Over the next season, God began to show me an overall picture of what He had called me to do. By the early 1980s, He revealed I would one day influence many nations with His Word as long as I stayed in obedience to Him. Needless to say, it blew my mind. I saw no way this could ever be accomplished. I was a small-town boy who didn’t know anyone in ministry on a national or international level.

I’ve learned God will give you the overall picture of your life’s calling if you seek Him earnestly—but He doesn’t show you all the steps to get there. Look at the life of Joseph. God gave him a dream at a young age that one day he would rule over his many brothers—but then everything seemed to go terribly off course. His brothers plotted to kill him. Then they sold him as a slave. Eventually, he was wrongfully accused and imprisoned. Most of us would have thought God had abandoned us at that point. Little did Joseph know, through all of these hardships, God was forming his character and positioning him to step into the promise on his life. These weren’t detours—they were preparation for his destiny.  

Or consider David’s example. He was anointed to be the next king of Israel as a teenager. He then went on to kill Goliath and became a military hero. Everything looked like it was on track—and then he spent the better part of a decade running for his life. There were probably many times when it would have been easy for David to doubt his calling to one day rule as king.

The road God leads us on doesn’t always make sense while we’re traveling it. This is why we are told, “Trust in the Lord with all your heart; do not depend on your own understanding. Seek his will in all you do, and he will direct your paths” (Proverbs 3:5–6 NLT).

Back to my story. A few months later, during my senior year of college, I fasted and prayed, seeking God’s direction and will for my life. Shortly after, He gave me the next step, and it seemed totally opposite of the natural direction toward ministry. I felt the logical next step was to go to Bible school, but the Lord showed me I was to interview for a position as an engineer. I met with many companies on our campus and knew almost immediately I was to work for the Rockwell Corporation in Dallas, Texas. This didn’t make sense to me because there were no Bible schools in Dallas (that I was aware of). I had thirteen job offers in various other cities—some of which had Bible schools—and everyone offered more money than Rockwell. However, I just obeyed.

**PROMPT**
Print the passage on following God's calling in full, word for word. Rely on the text itself and nothing else.

**Annotated photo localization data**
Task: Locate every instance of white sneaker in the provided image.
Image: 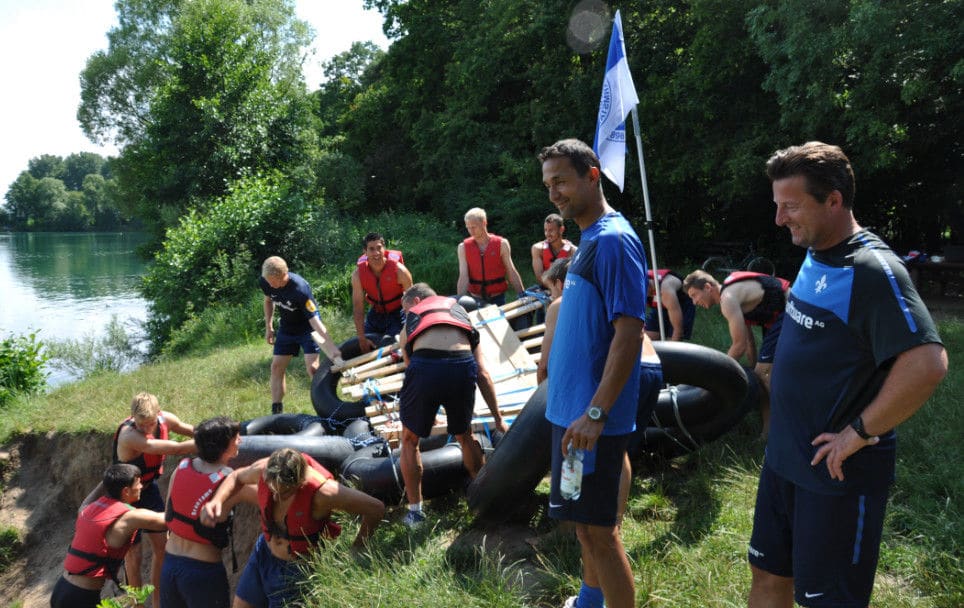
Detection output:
[402,511,425,528]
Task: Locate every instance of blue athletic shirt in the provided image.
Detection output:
[766,230,940,495]
[258,272,320,335]
[546,212,646,435]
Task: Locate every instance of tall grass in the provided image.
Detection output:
[0,312,964,608]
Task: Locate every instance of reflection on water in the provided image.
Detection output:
[0,232,147,385]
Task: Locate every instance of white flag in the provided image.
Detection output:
[592,11,639,192]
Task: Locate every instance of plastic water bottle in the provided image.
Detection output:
[559,443,583,500]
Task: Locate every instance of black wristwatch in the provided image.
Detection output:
[586,405,609,422]
[850,416,874,441]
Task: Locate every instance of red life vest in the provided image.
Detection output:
[164,458,231,548]
[462,234,509,298]
[542,240,574,272]
[356,249,405,264]
[358,257,402,313]
[113,415,169,486]
[405,296,479,356]
[720,270,790,328]
[258,453,341,555]
[646,268,688,308]
[64,496,137,580]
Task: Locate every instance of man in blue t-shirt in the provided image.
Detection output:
[748,142,947,608]
[259,255,344,414]
[539,139,646,608]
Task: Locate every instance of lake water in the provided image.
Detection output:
[0,232,147,385]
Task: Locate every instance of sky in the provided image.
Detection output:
[0,0,388,202]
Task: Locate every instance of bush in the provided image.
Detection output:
[0,334,47,407]
[47,315,144,378]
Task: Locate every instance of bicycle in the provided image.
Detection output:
[701,243,776,278]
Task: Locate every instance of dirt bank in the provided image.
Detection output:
[0,433,258,608]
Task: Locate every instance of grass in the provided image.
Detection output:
[0,310,964,608]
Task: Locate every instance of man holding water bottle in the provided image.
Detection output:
[539,139,646,608]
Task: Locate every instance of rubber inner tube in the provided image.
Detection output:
[467,342,756,522]
[228,435,356,475]
[311,334,393,427]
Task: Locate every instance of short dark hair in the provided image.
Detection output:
[767,141,856,209]
[194,416,241,464]
[539,138,599,177]
[362,232,385,249]
[103,462,141,500]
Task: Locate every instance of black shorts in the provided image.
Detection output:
[549,424,629,527]
[398,351,479,437]
[748,463,887,608]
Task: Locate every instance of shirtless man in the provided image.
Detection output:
[683,270,790,438]
[111,393,195,606]
[201,448,385,608]
[50,464,166,608]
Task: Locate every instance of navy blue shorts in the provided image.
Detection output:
[748,462,887,608]
[645,300,696,340]
[234,534,304,608]
[756,312,783,363]
[273,328,321,356]
[160,553,231,608]
[131,481,167,543]
[398,350,479,437]
[365,308,402,336]
[549,424,629,528]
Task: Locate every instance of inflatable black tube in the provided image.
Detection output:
[467,342,755,521]
[341,434,491,504]
[311,334,394,422]
[228,435,355,475]
[466,382,552,522]
[241,414,325,436]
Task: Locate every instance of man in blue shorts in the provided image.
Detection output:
[748,142,947,608]
[683,270,790,439]
[398,283,508,527]
[539,139,646,608]
[259,255,344,414]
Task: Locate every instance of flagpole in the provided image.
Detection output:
[632,105,666,340]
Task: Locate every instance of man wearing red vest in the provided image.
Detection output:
[683,270,790,438]
[529,213,577,289]
[351,232,412,353]
[50,464,166,608]
[455,207,525,306]
[201,448,385,608]
[113,392,195,605]
[398,283,508,527]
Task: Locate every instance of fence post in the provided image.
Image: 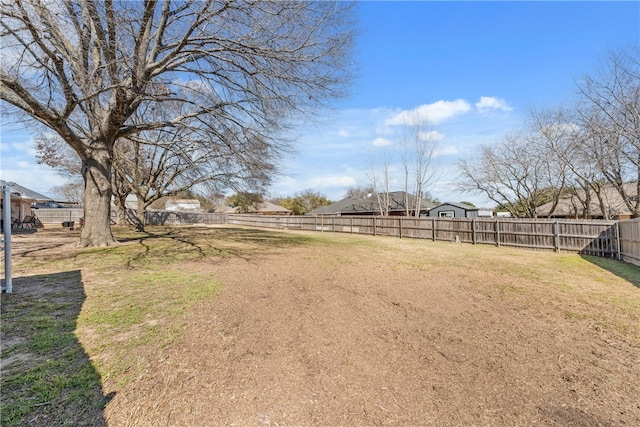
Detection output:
[471,218,476,245]
[553,219,560,253]
[431,216,436,242]
[613,221,622,260]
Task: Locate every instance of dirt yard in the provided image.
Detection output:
[2,227,640,426]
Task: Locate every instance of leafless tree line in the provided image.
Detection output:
[0,0,354,246]
[460,47,640,219]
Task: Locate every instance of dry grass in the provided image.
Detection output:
[1,227,640,426]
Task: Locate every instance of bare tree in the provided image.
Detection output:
[574,46,640,216]
[460,132,566,218]
[345,184,376,199]
[0,0,353,246]
[531,108,611,219]
[402,124,437,217]
[369,151,391,216]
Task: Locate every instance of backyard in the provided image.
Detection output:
[0,226,640,426]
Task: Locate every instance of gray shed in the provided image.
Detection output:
[429,202,479,218]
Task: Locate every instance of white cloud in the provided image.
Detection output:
[476,96,513,113]
[373,138,392,147]
[418,130,444,141]
[309,175,356,188]
[385,99,471,126]
[433,145,460,157]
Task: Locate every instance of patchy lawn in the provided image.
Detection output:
[0,227,640,426]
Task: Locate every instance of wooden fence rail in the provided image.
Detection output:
[35,209,640,265]
[32,208,84,224]
[620,218,640,265]
[229,215,624,258]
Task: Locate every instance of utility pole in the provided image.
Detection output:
[2,185,13,294]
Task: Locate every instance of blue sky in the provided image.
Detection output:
[0,1,640,207]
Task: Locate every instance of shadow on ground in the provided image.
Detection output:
[580,255,640,288]
[0,270,113,427]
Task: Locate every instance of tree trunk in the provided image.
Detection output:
[136,196,147,232]
[78,149,116,247]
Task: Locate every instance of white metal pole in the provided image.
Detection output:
[2,185,13,294]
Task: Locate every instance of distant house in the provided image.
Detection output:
[429,202,479,218]
[305,191,435,216]
[223,202,291,215]
[0,180,53,226]
[536,182,638,220]
[164,199,202,213]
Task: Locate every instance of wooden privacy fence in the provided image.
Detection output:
[228,215,620,258]
[40,209,640,265]
[145,211,228,225]
[619,218,640,265]
[32,208,84,224]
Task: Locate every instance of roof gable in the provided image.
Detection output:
[0,180,53,202]
[307,191,435,215]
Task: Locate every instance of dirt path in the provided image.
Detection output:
[105,239,640,426]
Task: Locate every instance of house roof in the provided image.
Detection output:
[306,191,435,215]
[536,182,638,217]
[434,202,480,211]
[0,180,53,202]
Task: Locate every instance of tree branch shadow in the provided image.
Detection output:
[580,255,640,288]
[0,270,113,426]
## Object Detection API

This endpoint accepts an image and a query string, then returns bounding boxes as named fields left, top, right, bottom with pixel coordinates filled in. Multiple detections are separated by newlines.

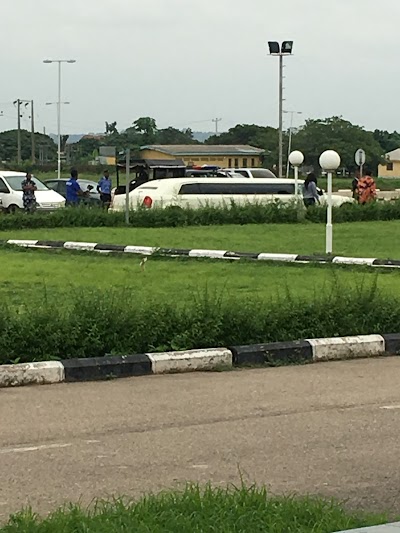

**RESPONSE BELOW**
Over the next season, God began to show me an overall picture of what He had called me to do. By the early 1980s, He revealed I would one day influence many nations with His Word as long as I stayed in obedience to Him. Needless to say, it blew my mind. I saw no way this could ever be accomplished. I was a small-town boy who didn’t know anyone in ministry on a national or international level.

I’ve learned God will give you the overall picture of your life’s calling if you seek Him earnestly—but He doesn’t show you all the steps to get there. Look at the life of Joseph. God gave him a dream at a young age that one day he would rule over his many brothers—but then everything seemed to go terribly off course. His brothers plotted to kill him. Then they sold him as a slave. Eventually, he was wrongfully accused and imprisoned. Most of us would have thought God had abandoned us at that point. Little did Joseph know, through all of these hardships, God was forming his character and positioning him to step into the promise on his life. These weren’t detours—they were preparation for his destiny.  

Or consider David’s example. He was anointed to be the next king of Israel as a teenager. He then went on to kill Goliath and became a military hero. Everything looked like it was on track—and then he spent the better part of a decade running for his life. There were probably many times when it would have been easy for David to doubt his calling to one day rule as king.

The road God leads us on doesn’t always make sense while we’re traveling it. This is why we are told, “Trust in the Lord with all your heart; do not depend on your own understanding. Seek his will in all you do, and he will direct your paths” (Proverbs 3:5–6 NLT).

Back to my story. A few months later, during my senior year of college, I fasted and prayed, seeking God’s direction and will for my life. Shortly after, He gave me the next step, and it seemed totally opposite of the natural direction toward ministry. I felt the logical next step was to go to Bible school, but the Lord showed me I was to interview for a position as an engineer. I met with many companies on our campus and knew almost immediately I was to work for the Rockwell Corporation in Dallas, Texas. This didn’t make sense to me because there were no Bible schools in Dallas (that I was aware of). I had thirteen job offers in various other cities—some of which had Bible schools—and everyone offered more money than Rockwell. However, I just obeyed.